Aim of the exercise — No pictures, please. Output the lines from the start of the data through the line that contains "Target: water reflection", both included, exactly as they stand.
Exercise inputs START
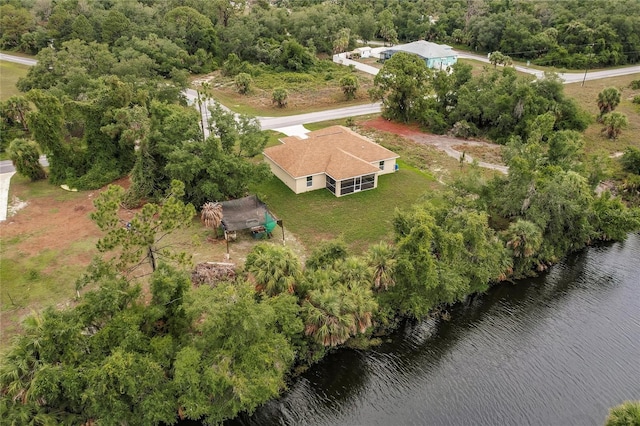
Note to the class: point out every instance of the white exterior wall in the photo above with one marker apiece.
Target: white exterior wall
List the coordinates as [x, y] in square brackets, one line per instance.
[389, 167]
[319, 182]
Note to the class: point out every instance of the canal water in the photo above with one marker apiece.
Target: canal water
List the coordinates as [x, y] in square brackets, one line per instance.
[556, 350]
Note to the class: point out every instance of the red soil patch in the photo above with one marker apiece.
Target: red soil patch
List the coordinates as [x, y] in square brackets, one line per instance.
[385, 125]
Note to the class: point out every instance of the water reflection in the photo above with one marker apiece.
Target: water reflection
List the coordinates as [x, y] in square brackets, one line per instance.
[558, 349]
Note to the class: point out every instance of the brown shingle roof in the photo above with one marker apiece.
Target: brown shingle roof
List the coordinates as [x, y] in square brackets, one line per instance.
[336, 151]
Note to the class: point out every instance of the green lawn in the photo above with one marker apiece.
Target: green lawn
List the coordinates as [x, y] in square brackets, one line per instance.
[587, 96]
[9, 75]
[361, 219]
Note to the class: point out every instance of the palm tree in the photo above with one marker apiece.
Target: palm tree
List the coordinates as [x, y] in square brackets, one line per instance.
[273, 269]
[381, 258]
[353, 272]
[212, 215]
[325, 319]
[524, 238]
[608, 100]
[334, 311]
[614, 122]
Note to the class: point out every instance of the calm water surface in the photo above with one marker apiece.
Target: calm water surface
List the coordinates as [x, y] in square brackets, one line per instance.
[556, 350]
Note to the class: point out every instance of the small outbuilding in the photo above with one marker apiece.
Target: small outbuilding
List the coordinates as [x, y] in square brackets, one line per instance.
[438, 56]
[363, 52]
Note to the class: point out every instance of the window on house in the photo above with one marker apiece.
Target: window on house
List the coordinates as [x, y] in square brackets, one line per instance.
[331, 184]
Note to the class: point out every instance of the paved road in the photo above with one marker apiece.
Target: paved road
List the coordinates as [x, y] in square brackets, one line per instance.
[268, 123]
[568, 77]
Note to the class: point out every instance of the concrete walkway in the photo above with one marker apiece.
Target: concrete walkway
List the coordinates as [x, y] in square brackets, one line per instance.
[5, 180]
[297, 130]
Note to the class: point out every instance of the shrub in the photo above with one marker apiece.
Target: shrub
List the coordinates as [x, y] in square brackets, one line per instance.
[243, 83]
[464, 129]
[625, 414]
[434, 121]
[279, 97]
[349, 85]
[630, 160]
[26, 159]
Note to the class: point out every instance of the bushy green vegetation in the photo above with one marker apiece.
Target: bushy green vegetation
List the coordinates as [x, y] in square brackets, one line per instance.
[625, 414]
[496, 103]
[107, 102]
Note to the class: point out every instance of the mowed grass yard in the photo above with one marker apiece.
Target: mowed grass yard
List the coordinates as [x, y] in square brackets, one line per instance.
[9, 75]
[316, 90]
[587, 97]
[361, 219]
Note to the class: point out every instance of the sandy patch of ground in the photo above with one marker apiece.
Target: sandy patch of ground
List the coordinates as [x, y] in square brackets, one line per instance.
[447, 144]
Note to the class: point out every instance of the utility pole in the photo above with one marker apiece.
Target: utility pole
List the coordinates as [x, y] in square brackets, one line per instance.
[589, 56]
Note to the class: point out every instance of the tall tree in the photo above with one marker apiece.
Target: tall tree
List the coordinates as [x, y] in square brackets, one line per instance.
[614, 123]
[401, 83]
[25, 157]
[141, 240]
[608, 100]
[274, 269]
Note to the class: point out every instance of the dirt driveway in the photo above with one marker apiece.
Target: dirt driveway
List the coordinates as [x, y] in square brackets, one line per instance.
[451, 146]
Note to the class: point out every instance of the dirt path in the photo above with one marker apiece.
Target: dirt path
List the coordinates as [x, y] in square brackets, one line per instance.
[446, 144]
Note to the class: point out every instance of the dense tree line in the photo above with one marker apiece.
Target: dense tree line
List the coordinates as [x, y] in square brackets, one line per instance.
[498, 103]
[210, 352]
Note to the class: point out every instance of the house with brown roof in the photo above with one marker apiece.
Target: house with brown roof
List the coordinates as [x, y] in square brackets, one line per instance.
[335, 158]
Exercise inputs END
Written reply —
Note to the class: point out every instance of the white exterior wall in the photo above with one marker apiece.
Target: white exterior wall
List the coordinates as [x, y] in square brackets, one line per instance.
[389, 167]
[319, 182]
Note to the class: point out every instance of the canal water in the photo above with one marker apiece.
Target: canal water
List the coordinates as [x, y] in square brackets, one line per instance.
[556, 350]
Note to the class: point out every instance of the red soil patch in the photo above with one marker apiece.
Target: red soil patch
List the coordinates as [x, y] in square brackets, one line per instance.
[385, 125]
Note to the class: point out every instance of the water reflection in the photo above with one marker apiece.
Target: water reflection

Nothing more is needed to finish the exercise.